READING PASSAGE:
☆ ☆ ☆ ☆ ☆ ☆ ☆

New York University, 2019. Music Therapy.
In The Theory and Practice of Vocal Psychotherapy (2008), Diane Austin wrote, “No matter what population a therapist works with…and no matter what the therapist’s primary instrument may be, the most healing connections seem to occur through the voice” (p. 19). The effectiveness of using the voice in music therapy has been echoed in much of the literature we have read as our course has progressed, and as a singer, I have found this particularly interesting and encouraging (Austin’s and Acosta’s  research has been especially enlightening).
Some of the reasons working with the voice can be so powerful therapeutically stem from physiological benefits inherent in singing: using one’s own body as the instrument and ‘fueling’ this instrument through breath work. Harnessing the breath has been foundational to ancient mind-body practices like meditation and yoga, and in recent decades, western science has studied the positive effects of diaphragmatic breathing. In interviews with several health professionals, Cuda (2010) summarized that “deep breathing is not only relaxing, it’s been scientifically proven to affect the heart, the brain, digestion, the immune system – and maybe even the expression of genes.” Austin (2008, pp. 24-27), Acosta (2013, p. 222), Iliya (2011), and Bradt (2013) covered further physiological benefits from breathing and singing and discussed breath work with clients. Acosta (2013) also mentioned ways therapists can intentionally manage their own breath when singing with a client to help shape the vocal music therapy environment – adding more breath to the tone for a sense of greater warmth and intimacy or decreasing breathiness to allow a client more space (p. 222).

☆ ☆ ☆ ☆ ☆ ☆ ☆

(Stored items)
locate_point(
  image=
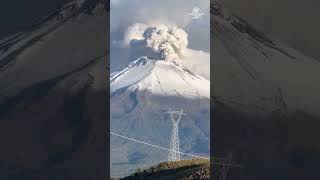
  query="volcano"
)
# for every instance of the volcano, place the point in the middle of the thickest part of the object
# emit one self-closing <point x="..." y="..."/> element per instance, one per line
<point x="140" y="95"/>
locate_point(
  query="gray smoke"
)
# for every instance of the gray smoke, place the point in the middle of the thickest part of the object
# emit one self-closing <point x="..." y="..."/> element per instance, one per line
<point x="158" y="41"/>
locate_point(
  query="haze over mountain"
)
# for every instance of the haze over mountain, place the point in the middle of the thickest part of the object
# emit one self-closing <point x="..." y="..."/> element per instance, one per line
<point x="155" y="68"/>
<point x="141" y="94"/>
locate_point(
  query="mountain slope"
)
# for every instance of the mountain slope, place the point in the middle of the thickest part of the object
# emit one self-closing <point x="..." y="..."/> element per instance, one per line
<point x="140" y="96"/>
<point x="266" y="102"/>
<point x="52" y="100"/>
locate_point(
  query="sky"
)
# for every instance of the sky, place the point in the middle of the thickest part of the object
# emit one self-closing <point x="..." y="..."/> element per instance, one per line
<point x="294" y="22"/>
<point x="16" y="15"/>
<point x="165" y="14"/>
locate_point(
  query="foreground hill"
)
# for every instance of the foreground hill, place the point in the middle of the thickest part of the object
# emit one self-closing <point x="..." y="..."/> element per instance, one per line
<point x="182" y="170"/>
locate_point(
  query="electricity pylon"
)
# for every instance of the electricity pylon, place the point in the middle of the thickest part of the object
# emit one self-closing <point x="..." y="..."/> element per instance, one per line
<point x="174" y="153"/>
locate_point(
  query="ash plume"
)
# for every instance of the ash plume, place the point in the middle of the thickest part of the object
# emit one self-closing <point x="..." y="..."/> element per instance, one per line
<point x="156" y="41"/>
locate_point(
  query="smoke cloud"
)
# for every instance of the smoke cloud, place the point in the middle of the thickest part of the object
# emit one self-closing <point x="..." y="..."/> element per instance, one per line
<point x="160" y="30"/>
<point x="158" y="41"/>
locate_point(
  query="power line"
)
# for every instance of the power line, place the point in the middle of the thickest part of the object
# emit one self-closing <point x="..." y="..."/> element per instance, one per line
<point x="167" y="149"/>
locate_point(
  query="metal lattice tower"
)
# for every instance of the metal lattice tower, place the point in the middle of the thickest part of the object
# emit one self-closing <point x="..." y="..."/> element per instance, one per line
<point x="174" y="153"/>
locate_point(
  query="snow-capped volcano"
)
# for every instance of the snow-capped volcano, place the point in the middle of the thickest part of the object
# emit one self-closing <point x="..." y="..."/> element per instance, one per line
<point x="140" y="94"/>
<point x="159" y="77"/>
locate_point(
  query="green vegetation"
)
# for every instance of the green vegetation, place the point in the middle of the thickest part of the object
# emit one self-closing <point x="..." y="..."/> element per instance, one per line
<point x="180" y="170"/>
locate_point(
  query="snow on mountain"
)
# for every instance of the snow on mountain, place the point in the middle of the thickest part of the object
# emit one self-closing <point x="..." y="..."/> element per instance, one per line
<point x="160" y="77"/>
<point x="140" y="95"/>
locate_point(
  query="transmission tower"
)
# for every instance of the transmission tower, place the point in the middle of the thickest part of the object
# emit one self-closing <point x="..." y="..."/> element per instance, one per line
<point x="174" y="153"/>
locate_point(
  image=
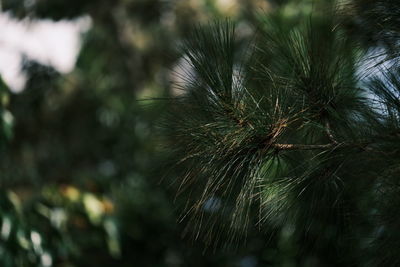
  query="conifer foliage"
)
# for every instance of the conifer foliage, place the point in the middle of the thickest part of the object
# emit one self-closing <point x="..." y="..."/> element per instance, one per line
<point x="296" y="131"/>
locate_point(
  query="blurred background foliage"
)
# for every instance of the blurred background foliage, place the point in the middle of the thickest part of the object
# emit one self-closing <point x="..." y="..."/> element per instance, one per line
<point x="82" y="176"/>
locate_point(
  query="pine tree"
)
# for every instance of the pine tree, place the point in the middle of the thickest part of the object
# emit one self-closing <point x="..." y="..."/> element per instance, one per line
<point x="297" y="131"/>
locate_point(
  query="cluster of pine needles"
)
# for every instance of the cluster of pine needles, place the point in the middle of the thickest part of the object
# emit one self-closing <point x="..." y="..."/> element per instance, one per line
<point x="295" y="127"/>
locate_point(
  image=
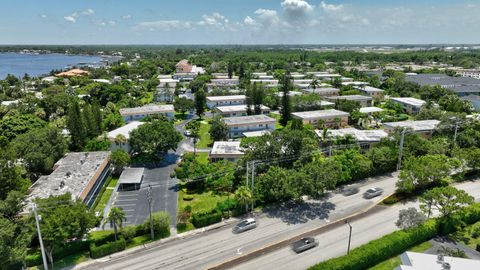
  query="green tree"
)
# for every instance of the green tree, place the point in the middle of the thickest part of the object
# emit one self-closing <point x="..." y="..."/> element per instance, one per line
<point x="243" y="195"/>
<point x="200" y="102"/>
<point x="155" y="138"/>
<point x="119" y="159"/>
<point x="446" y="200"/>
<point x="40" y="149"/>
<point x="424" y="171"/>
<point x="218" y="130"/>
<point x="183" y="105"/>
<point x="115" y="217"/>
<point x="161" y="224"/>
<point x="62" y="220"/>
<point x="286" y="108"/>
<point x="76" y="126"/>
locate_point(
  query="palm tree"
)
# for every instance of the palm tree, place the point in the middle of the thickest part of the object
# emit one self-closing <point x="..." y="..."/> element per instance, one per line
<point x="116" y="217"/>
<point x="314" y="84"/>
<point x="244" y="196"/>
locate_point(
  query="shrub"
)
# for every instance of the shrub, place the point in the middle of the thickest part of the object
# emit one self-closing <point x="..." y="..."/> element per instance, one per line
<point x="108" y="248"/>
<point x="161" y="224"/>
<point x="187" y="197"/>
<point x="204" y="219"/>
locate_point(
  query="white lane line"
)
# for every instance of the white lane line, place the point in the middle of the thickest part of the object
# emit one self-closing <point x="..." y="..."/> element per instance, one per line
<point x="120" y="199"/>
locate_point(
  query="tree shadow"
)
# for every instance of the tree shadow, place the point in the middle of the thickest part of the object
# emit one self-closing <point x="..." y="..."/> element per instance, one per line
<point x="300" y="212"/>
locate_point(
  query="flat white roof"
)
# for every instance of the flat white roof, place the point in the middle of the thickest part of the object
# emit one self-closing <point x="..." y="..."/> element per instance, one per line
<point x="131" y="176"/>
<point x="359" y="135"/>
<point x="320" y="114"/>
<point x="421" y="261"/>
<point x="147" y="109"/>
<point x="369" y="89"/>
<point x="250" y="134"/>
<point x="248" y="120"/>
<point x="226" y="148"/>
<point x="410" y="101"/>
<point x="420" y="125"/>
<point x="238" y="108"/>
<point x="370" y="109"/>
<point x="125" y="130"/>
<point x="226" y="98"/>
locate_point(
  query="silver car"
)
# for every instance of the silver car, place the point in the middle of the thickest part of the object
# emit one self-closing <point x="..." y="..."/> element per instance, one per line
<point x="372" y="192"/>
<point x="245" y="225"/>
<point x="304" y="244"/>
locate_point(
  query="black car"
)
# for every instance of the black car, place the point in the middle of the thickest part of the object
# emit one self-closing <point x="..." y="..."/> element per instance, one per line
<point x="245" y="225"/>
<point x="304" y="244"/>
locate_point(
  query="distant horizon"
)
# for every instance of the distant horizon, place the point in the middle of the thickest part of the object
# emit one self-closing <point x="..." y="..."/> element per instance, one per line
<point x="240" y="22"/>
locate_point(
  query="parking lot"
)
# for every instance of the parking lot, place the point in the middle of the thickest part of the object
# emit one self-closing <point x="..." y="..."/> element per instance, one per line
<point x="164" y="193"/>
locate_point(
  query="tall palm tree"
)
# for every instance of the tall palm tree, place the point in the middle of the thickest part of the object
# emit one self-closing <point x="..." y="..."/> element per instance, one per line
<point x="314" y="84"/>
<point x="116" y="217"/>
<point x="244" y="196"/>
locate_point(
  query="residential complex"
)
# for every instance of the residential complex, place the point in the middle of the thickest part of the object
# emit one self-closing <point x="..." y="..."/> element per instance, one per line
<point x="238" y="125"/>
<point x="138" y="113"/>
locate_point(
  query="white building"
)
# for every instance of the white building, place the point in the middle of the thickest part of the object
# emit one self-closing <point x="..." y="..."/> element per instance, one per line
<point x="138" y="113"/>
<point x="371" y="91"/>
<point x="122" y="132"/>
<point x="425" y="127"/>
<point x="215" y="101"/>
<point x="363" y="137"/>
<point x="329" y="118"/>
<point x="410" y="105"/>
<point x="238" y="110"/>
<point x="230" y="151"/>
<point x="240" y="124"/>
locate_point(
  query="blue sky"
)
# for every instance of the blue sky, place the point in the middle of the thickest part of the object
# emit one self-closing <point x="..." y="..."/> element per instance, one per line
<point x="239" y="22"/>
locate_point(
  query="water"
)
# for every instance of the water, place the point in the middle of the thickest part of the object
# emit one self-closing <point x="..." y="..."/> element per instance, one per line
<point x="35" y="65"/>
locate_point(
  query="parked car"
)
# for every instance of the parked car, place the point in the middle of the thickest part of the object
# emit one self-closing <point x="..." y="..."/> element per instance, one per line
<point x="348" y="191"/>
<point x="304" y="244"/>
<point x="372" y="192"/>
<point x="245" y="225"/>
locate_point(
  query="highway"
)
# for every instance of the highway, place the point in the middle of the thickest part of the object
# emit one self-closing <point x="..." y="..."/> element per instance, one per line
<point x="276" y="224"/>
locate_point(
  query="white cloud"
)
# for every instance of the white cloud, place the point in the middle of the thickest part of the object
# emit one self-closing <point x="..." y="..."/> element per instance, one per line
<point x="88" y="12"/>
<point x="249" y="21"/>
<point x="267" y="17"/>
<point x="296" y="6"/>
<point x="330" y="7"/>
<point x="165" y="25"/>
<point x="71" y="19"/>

☆ ☆ ☆ ☆ ☆ ☆ ☆

TASK LIST:
1. Answer these questions from the music therapy passage:
(a) In what year was The Theory and Practice of Vocal Psychotherapy published?
(b) Which two ancient mind-body practices does it name as founded on harnessing the breath?
(c) According to Acosta, what does adding more breath to the tone give?
2. Please print the part of the music therapy passage starting at "New York University, 2019." and ending at "been especially enlightening).".

RESPONSES TO THE TASKS:
1.
(a) 2008
(b) Meditation and yoga
(c) A sense of greater warmth and intimacy

2.
New York University, 2019. Music Therapy.
In The Theory and Practice of Vocal Psychotherapy (2008), Diane Austin wrote, “No matter what population a therapist works with…and no matter what the therapist’s primary instrument may be, the most healing connections seem to occur through the voice” (p. 19). The effectiveness of using the voice in music therapy has been echoed in much of the literature we have read as our course has progressed, and as a singer, I have found this particularly interesting and encouraging (Austin’s and Acosta’s  research has been especially enlightening).